A recent post on quora.com about a parent who wanted to know whether or not they should allow their 13 year old daughter to wear a bra reminded me of my early stages of development.
In school I was the girl who had the unfortunate experience of being teased and cast out by other girls because by the age of 11 I had boobs, body hair and an all-time low self-esteem to go with it.
I remember telling my then best friend that I’d recently gotten my first period. Within hours of telling her the entire grade had found out and for weeks after that it was probably the most talked-about event at school next to the bombing of Planet Hollywood in Cape Town.
Following my first period were boobs and body hair and someone who’d hide in the bathroom stall after swimming practice so that she could change back into her uniform without being made a spectacle of.
Girls in particular were meanest and the growth of my developing body was definitely not a direct reflection of the growth of my self confidence and assertiveness. Unable to accept my changing body parts or why no one else in the grade had started their developmental stages yet, I would sometimes look in the mirror at home in utter disgust and complete embarrassment. What was wrong with me?

- - - -

- [TASK PROMPT] Rewrite the paragraph of the essay on early puberty that begins "I remember telling my then best friend" in a shorter form that keeps its main facts. The listing is not needed.

- [Dataset entries]
- - - -

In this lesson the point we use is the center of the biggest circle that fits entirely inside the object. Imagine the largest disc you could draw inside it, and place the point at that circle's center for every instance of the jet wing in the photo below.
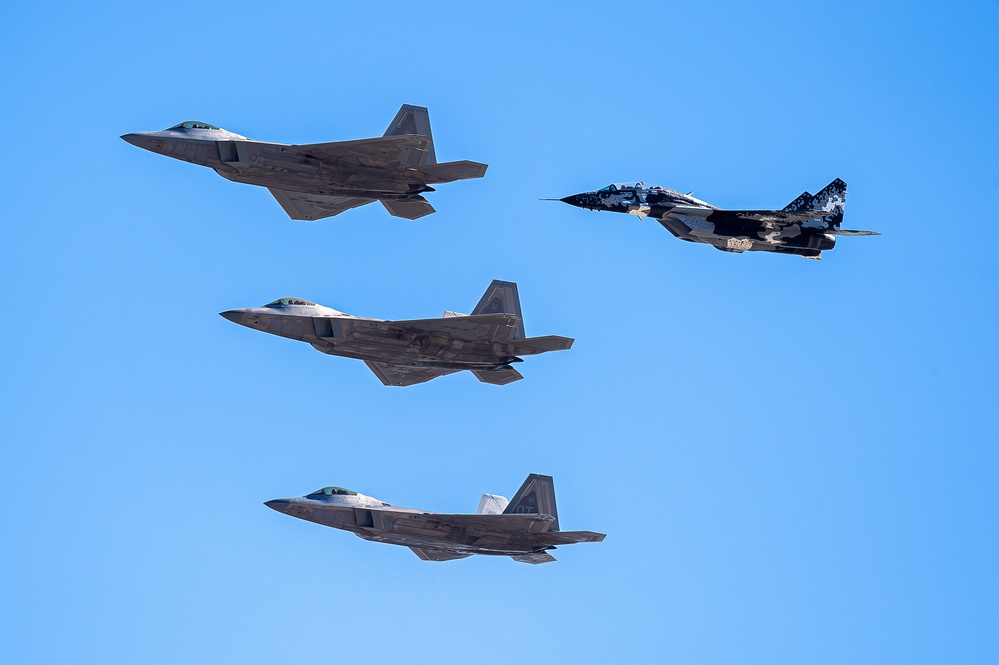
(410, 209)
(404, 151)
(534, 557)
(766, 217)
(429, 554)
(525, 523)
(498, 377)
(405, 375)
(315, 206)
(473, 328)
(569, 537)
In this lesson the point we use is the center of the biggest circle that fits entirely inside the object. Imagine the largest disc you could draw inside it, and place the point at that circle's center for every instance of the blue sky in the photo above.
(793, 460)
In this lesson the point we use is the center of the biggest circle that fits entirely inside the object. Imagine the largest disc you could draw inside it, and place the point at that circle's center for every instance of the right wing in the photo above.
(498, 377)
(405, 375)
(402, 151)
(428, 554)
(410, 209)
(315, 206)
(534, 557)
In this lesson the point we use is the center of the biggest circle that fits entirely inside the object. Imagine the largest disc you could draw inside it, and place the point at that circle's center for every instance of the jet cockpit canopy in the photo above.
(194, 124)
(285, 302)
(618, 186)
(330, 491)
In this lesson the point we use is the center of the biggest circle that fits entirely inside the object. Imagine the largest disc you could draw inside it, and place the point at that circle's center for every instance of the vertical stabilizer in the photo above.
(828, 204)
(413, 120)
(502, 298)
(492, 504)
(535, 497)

- - - -

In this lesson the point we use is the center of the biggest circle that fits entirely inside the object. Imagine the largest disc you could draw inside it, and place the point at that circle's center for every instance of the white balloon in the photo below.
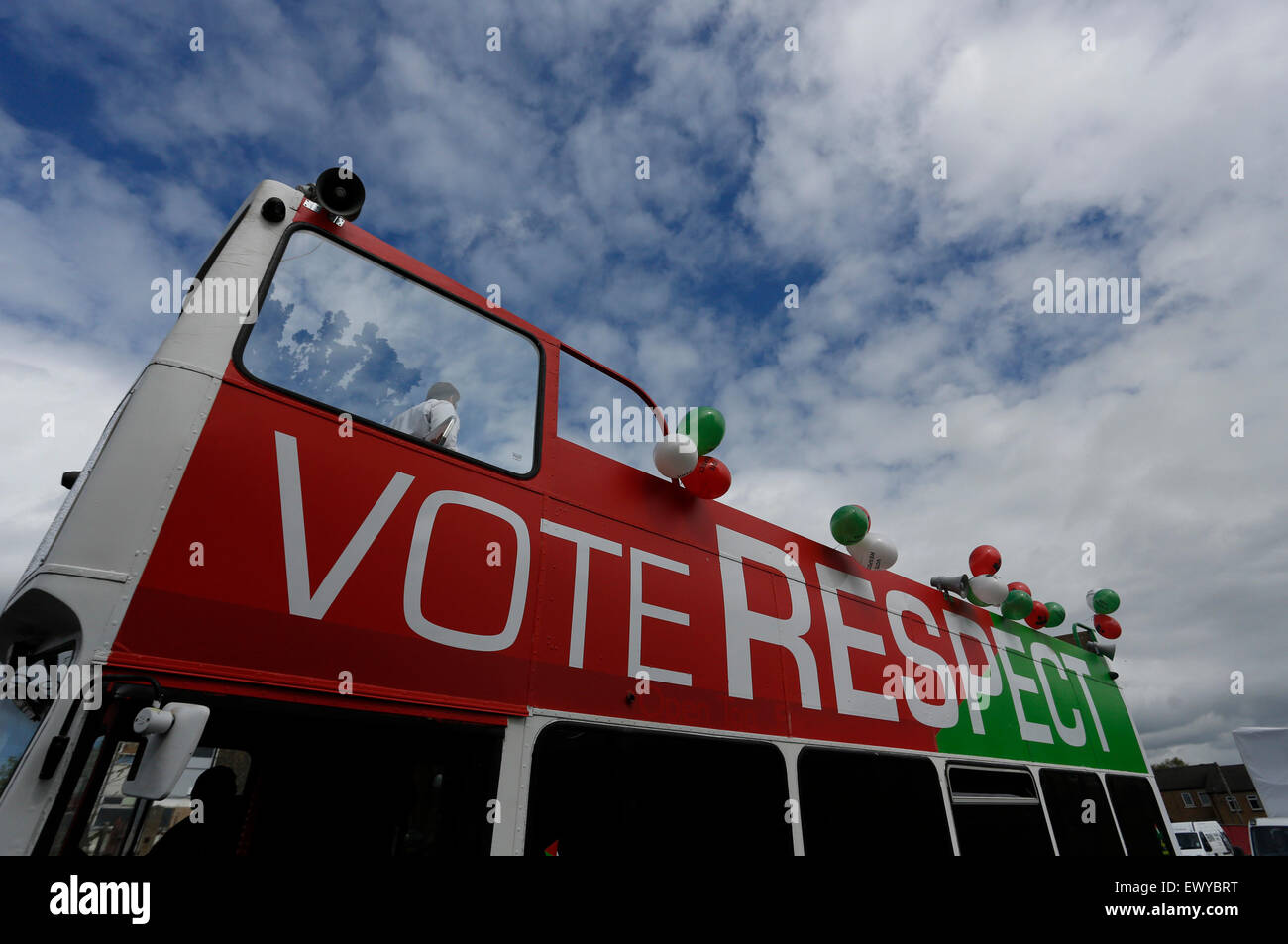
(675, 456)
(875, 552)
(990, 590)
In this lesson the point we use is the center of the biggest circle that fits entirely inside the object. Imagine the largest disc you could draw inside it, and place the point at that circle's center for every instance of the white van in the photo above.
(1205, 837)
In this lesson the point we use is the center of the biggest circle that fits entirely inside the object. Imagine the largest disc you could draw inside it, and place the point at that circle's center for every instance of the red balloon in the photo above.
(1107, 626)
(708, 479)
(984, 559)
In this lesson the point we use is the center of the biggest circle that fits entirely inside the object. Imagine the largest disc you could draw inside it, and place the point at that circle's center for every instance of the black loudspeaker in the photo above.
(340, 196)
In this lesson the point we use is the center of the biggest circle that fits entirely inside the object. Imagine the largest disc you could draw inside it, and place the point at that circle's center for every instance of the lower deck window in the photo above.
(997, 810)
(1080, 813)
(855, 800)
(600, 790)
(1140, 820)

- - - -

- [EXERCISE RESULT] I told my then best friend that I'd had my first period, and within hours the whole grade knew. For weeks it was probably the most talked-about event at school, second only to the bombing of Planet Hollywood in Cape Town.